**Exercise tasks**
1. From the BiRD Cloud article, return the passage between "Rice is installing" and "their results quickly.", inclusive, word for word.
2. The BiRD Cloud article names several subjects that scientists build computer models of. List all of them.
3. Extend the BiRD Cloud article by writing what comes after its final sentence.

**Source extract**
Segment Open

‘Cloud-bursting’ system allows researchers to scale up quickly when needed
Rice University is preparing to offer its researchers who deal in “big data” the opportunity to compute in the cloud with fewer barriers.
Rice is installing the Big Research Data Cloud (BiRD Cloud), which will allow for cloud bursting. That means data-intensive tasks can spill over into outside cloud-computing systems when necessary, essentially providing unlimited computing capacity.
Big data refers to collections of information too large for anything but a supercomputer to process. Scientists who construct computer models of genomes, weather patterns, astrophysics and biological systems – to name just a few examples – rely on processing power to get their results quickly.
“(BiRD Cloud) will be a great resource for fitting statistical and machine-learning models to big data with massive numbers of variables,” said neuroscientist Genevera Allen, Rice’s Dobelman Family Junior Chair of Statistics and an assistant professor of statistics and electrical and computer engineering. In one of her projects, Allen is developing statistical tools to make the best use of the wealth of cancer data collected by hospitals. “Such tasks require large amounts of computer memory and typically run on single nodes.”

Segment Closed

**Material supplied**

Segment Open

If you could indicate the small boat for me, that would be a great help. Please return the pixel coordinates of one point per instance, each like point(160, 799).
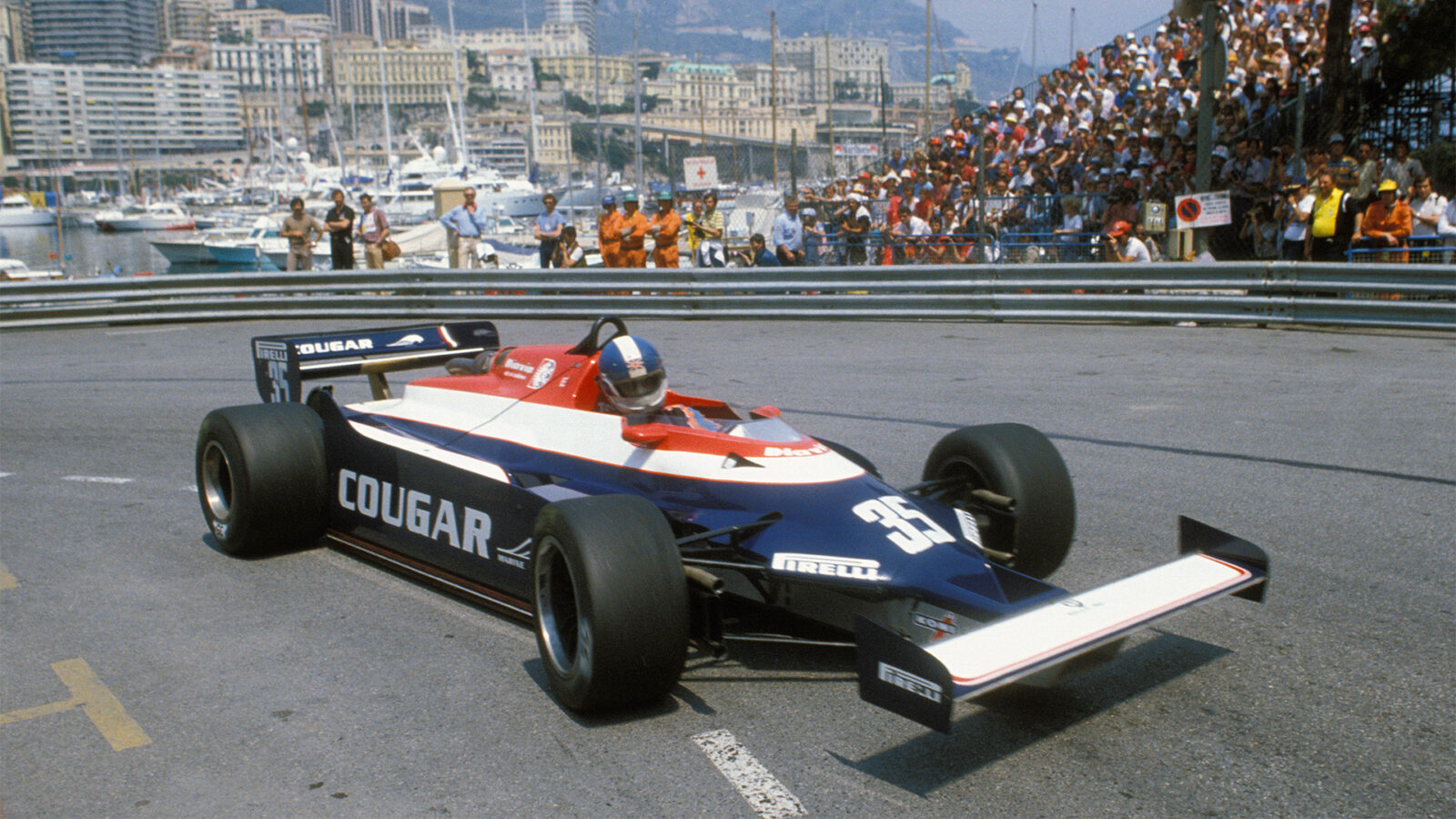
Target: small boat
point(16, 270)
point(184, 249)
point(157, 216)
point(18, 212)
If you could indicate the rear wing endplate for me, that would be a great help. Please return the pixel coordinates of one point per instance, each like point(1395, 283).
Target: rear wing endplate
point(925, 682)
point(281, 363)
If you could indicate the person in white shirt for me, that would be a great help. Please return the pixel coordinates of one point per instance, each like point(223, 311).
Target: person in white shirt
point(1125, 247)
point(1426, 208)
point(1293, 212)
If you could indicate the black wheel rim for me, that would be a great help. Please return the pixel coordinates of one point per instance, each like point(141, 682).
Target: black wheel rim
point(564, 632)
point(217, 482)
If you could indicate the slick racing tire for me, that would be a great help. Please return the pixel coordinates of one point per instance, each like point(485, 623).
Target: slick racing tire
point(261, 477)
point(611, 601)
point(1021, 464)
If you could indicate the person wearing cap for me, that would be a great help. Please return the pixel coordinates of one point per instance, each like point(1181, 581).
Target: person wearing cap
point(710, 229)
point(465, 222)
point(788, 234)
point(1369, 174)
point(1293, 213)
point(1340, 164)
point(548, 229)
point(757, 252)
point(609, 232)
point(1387, 223)
point(664, 228)
point(633, 232)
point(1125, 247)
point(1402, 167)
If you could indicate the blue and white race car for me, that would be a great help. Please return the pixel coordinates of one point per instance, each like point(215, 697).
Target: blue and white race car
point(630, 540)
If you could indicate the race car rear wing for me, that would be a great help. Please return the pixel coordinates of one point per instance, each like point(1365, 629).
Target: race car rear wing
point(925, 682)
point(281, 363)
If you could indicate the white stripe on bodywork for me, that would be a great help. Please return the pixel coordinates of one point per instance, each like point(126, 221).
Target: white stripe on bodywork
point(1023, 642)
point(433, 452)
point(596, 436)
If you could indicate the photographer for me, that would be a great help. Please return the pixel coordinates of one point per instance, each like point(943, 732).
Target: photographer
point(1125, 247)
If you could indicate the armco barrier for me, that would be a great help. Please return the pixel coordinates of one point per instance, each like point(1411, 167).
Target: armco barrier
point(1266, 293)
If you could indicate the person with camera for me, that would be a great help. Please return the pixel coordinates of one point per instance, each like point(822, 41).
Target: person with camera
point(1125, 247)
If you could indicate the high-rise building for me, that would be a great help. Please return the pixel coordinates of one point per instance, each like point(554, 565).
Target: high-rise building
point(15, 31)
point(388, 19)
point(123, 33)
point(580, 12)
point(84, 113)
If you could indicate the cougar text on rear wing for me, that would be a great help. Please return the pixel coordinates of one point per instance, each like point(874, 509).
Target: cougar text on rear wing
point(281, 363)
point(925, 682)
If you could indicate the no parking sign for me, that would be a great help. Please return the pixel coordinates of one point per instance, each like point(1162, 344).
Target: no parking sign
point(1203, 210)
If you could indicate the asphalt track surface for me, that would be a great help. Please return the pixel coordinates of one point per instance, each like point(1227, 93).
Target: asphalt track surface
point(146, 673)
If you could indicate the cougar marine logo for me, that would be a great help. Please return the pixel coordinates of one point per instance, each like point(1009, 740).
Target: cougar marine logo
point(325, 347)
point(543, 372)
point(439, 519)
point(842, 567)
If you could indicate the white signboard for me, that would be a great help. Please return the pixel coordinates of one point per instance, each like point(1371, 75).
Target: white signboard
point(865, 150)
point(699, 172)
point(1203, 210)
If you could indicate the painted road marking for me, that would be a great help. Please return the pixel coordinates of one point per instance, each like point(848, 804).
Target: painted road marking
point(95, 700)
point(764, 793)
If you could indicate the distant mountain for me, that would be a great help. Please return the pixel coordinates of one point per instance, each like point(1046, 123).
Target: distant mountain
point(727, 33)
point(691, 25)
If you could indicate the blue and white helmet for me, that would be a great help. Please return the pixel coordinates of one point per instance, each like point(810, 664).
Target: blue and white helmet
point(631, 375)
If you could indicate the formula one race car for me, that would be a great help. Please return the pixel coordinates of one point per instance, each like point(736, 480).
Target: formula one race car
point(630, 538)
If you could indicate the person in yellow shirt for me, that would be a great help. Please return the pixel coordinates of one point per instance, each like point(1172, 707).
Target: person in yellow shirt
point(1330, 223)
point(664, 228)
point(633, 234)
point(1387, 223)
point(695, 238)
point(609, 232)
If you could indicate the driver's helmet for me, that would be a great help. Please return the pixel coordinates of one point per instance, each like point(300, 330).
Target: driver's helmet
point(631, 375)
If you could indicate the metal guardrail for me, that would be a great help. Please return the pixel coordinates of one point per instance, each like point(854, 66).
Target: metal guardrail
point(1264, 293)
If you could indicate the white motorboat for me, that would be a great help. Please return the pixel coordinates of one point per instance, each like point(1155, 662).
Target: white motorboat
point(18, 212)
point(157, 216)
point(16, 270)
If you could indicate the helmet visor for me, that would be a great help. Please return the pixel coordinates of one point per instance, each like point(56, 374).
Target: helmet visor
point(640, 387)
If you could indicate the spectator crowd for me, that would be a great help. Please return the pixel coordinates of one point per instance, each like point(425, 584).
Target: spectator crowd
point(1065, 171)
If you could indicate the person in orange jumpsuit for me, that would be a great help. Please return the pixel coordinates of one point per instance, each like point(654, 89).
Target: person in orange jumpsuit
point(1387, 223)
point(664, 228)
point(633, 234)
point(609, 232)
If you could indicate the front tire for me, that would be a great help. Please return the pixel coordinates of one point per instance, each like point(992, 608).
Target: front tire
point(1018, 462)
point(261, 477)
point(611, 601)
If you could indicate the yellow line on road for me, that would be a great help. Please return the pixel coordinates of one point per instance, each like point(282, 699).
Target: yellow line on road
point(95, 700)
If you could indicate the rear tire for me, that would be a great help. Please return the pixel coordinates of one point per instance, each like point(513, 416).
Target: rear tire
point(1018, 462)
point(611, 599)
point(261, 477)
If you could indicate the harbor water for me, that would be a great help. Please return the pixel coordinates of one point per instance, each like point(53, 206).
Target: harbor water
point(86, 251)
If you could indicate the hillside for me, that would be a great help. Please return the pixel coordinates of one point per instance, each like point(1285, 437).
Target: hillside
point(718, 31)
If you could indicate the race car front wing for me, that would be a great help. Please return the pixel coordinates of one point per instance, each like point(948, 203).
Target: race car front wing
point(925, 682)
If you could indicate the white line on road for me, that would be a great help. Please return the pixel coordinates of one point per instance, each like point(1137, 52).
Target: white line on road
point(146, 329)
point(764, 793)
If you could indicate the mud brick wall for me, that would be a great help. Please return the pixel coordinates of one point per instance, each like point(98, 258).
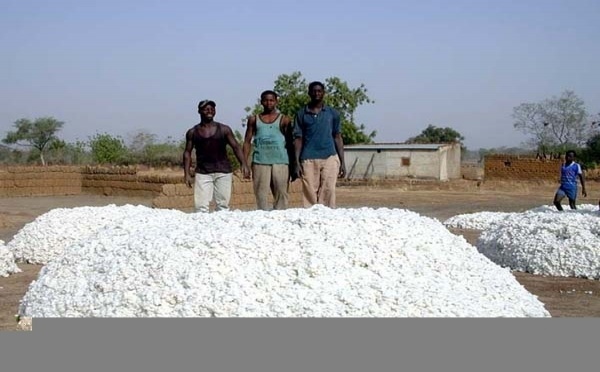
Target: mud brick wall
point(40, 181)
point(515, 167)
point(120, 181)
point(177, 195)
point(471, 171)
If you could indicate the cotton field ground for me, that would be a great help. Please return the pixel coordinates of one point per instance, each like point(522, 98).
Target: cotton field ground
point(561, 296)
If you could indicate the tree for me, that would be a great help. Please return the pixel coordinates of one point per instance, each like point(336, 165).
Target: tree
point(37, 134)
point(433, 134)
point(554, 124)
point(107, 149)
point(293, 94)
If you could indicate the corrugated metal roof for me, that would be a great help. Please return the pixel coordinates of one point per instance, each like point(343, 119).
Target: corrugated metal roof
point(397, 146)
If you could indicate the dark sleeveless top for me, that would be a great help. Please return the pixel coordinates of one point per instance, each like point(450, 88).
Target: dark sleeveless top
point(211, 152)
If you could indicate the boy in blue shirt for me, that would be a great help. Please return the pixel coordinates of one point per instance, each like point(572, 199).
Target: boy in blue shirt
point(569, 172)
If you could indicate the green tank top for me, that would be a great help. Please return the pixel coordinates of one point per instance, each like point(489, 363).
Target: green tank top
point(269, 143)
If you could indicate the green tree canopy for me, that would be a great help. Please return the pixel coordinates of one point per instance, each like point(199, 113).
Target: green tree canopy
point(555, 123)
point(433, 134)
point(107, 149)
point(37, 133)
point(293, 94)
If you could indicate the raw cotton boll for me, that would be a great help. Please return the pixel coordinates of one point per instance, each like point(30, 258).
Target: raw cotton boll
point(46, 237)
point(550, 243)
point(7, 261)
point(315, 262)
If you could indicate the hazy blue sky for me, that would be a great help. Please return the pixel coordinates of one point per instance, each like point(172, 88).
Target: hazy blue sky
point(121, 66)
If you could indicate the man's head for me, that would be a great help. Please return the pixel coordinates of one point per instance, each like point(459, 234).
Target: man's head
point(268, 100)
point(207, 109)
point(316, 91)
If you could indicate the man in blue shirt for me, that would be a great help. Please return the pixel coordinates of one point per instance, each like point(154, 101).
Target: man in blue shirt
point(319, 149)
point(569, 172)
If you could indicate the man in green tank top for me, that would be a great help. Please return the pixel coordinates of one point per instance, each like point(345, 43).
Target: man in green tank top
point(272, 145)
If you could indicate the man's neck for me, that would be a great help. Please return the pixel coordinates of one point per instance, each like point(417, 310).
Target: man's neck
point(316, 104)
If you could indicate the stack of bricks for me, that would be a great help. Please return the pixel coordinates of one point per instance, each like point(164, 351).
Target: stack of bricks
point(40, 181)
point(516, 167)
point(121, 181)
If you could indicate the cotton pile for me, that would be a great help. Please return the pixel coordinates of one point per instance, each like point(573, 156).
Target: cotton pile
point(314, 262)
point(548, 243)
point(46, 237)
point(485, 220)
point(7, 261)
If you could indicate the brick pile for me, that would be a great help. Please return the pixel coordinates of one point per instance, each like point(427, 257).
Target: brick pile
point(40, 181)
point(516, 167)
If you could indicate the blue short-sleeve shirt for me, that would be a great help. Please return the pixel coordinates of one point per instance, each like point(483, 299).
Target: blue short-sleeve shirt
point(317, 132)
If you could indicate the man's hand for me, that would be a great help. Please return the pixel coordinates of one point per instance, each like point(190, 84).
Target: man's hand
point(246, 171)
point(297, 171)
point(342, 172)
point(189, 180)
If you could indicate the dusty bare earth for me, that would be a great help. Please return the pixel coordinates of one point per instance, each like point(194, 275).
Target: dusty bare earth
point(563, 297)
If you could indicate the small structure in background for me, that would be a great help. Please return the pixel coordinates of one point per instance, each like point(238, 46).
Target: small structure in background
point(401, 160)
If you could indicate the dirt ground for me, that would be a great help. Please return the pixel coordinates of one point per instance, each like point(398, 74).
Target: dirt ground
point(563, 297)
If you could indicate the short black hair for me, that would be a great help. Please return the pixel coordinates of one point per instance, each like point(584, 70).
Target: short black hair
point(314, 84)
point(267, 92)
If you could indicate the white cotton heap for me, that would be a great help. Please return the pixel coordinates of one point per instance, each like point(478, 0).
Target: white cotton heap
point(7, 261)
point(314, 262)
point(46, 237)
point(551, 243)
point(476, 221)
point(485, 220)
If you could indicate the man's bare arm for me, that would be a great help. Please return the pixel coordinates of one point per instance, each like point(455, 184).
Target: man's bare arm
point(187, 157)
point(250, 133)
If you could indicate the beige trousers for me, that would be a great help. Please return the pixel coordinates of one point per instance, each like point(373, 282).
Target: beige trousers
point(270, 179)
point(319, 177)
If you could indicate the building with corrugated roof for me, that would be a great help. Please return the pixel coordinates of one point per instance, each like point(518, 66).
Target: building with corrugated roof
point(402, 160)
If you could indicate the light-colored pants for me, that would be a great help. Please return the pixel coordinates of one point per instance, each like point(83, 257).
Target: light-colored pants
point(319, 177)
point(206, 185)
point(271, 179)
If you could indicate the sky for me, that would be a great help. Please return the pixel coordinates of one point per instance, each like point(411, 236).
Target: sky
point(121, 67)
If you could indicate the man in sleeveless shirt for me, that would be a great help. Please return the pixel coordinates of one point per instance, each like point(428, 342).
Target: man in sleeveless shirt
point(213, 173)
point(272, 145)
point(319, 149)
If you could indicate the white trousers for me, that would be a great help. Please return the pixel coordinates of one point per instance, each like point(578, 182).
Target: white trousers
point(214, 184)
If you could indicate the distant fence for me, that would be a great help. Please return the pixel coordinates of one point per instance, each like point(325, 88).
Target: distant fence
point(167, 191)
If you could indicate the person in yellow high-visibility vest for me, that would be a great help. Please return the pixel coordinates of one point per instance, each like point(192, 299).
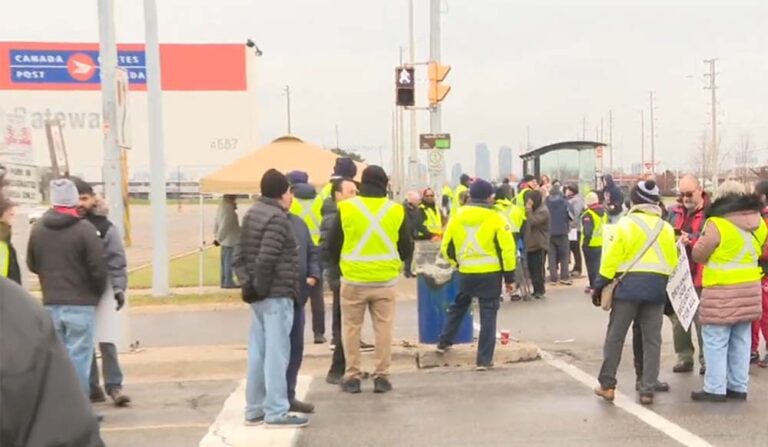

Segment Closed

**Exercise responses**
1.
Rice is installing the Big Research Data Cloud (BiRD Cloud), which will allow for cloud bursting. That means data-intensive tasks can spill over into outside cloud-computing systems when necessary, essentially providing unlimited computing capacity.
Big data refers to collections of information too large for anything but a supercomputer to process. Scientists who construct computer models of genomes, weather patterns, astrophysics and biological systems – to name just a few examples – rely on processing power to get their results quickly.

2.
- genomes
- weather patterns
- astrophysics
- biological systems

3.
Rather than one node, or access point, BiRD Cloud will incorporate 88 Hewlett-Packard SL230 nodes, each a computer on a card with two Intel eight-core Ivy Bridge processors. The nodes will be interconnected via 10-gigabit Ethernet. With a total of 1,408 computational cores, the system’s peak computing power will be 29.3 teraflops.
Rice and the National Science Foundation’s Major Research Instrumentation Program funded the system, which officials expect to be available to all Rice researchers by April 2015. Rice’s Ken Kennedy Institute for Information Technology and the Research Computing Support Group, in collaboration with the Office of the Vice Provost for Information Technology, will administer BiRD Cloud.
The university’s science, engineering, bioinformatics and educational technology researchers already use a large amount of computing power for their multidisciplinary projects, and their needs are growing, said project leader Moshe Vardi.
“BiRD Cloud will serve as our ‘on-ramp’ to external cloud infrastructures, thus enabling cloud bursting,” said Vardi, Rice’s Karen Ostrum George Professor in Computational Engineering and director of the Ken Kennedy Institute. “Rice’s stake in the cloud is one small step when compared with the benefits it will realize from this capital investment.”
Vardi said BiRD Cloud enables the university to experiment with operating a local cloud infrastructure as well as take seamless advantage of commercial providers. Cloud bursting occurs when an application exceeds local computing capacity and is allowed to “burst” — with the user’s permission — so that it can share the load with remote servers.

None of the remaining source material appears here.